| Selected passage |
————
Wednesday, 22 January 2014

Wednesday, Wednesday.

Math.  Skating.  Friends over. Lunch.  Meeting with director of Partners Worldwide.  Skating. "Adventure Time" Is it OK for four year olds?  Well, that depends on their birth order.  Supper.  Reading aloud.  More skating.  Playing cards. Bed. 

Tuesday, 21 January 2014

My Village Arrived Today.

     If every day were like today I'd never complain about anything again.  It was just so lovely and rambling  and unrushed and yet productive.   And nobody fought.   And I had enough sleep to enjoy it all.
   I rose before the children like a good mother should.  O.K. it was 8:35 and the phone woke me up.  But while the children slept, I threw buckets of water on our skating rink which froze instantly in the crazy -19 temperatures.  Ed had cleared a 15x30 foot rectangle in the backyard the last time it snowed and we've been slowly building up the ice hoping to have our first ever, successful skating rink to keep the kids outside and active in the winter.  Well, it worked.  These freezing temperatures are handy for that at least.  In the afternoon, the boys shot pucks around and practiced their turns and manouevres while the girls actually learned to skate.  Well, Ruby spent most of the time shuffling on her hands and knees pretending to be a Zamboni.
————
| Your task |
Extend the family diary entry about the backyard skating rink, starting right after its final sentence.

| Source excerpt |
————
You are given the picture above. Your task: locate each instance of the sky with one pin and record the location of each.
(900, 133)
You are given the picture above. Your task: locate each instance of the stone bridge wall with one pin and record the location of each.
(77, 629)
————
| Written reply |
     When I came in from flooding,  Anneke had a magic trick to show me that Tobin had taught her with a kit he got for Christmas.   With a lot more practice she could be a carny doing the shell game trick.  After breakfast, I had to drop off the van at the Fix-it shop and the kids mostly got their math and piano done in my absence.   Then, while the boys went upstairs to read, I cuddled up with the girls and read the Railway Children.  Tobin heard me reading and ran down the stairs to listen.  He has always loved listening to stories.  Any stories.  Baby books and difficult literature alike.  I think he really knows the difference between shlock and great writing.  If only that would translate into good writing from himself...Someday I'm going to spring for someone else to teach him to write.  It's too painful.
     Somehow, Tobin and I struck up a convo about how everything in the world is made up of endless combinations of a limited number of elements.  He was duly amazed.  And he really liked the idea of making models of molecules with marshmallows and toothpicks.  He really likes marshmallows.   He made an H40 molecule and we googled whether that was a thing or not.  Apparently it is marketed as the ultimate anti-oxidant drink and Tobin is keen to flush some free radicals so we might go find some someday.  And Isaac made a very nice snowman in a canopy bed with marshmallows which he ate in his hot chocolate after skating.
     After seeing Chris Hadfield sing the national anthem on Hockey night in Canada, the boys were stoked to see his videos in space about brushing your teeth, eating a sandwich and sleeping in zero gravity.   We can rule out the space program for Tobin as he is unwilling to swallow his own toothpaste froth in the name of science.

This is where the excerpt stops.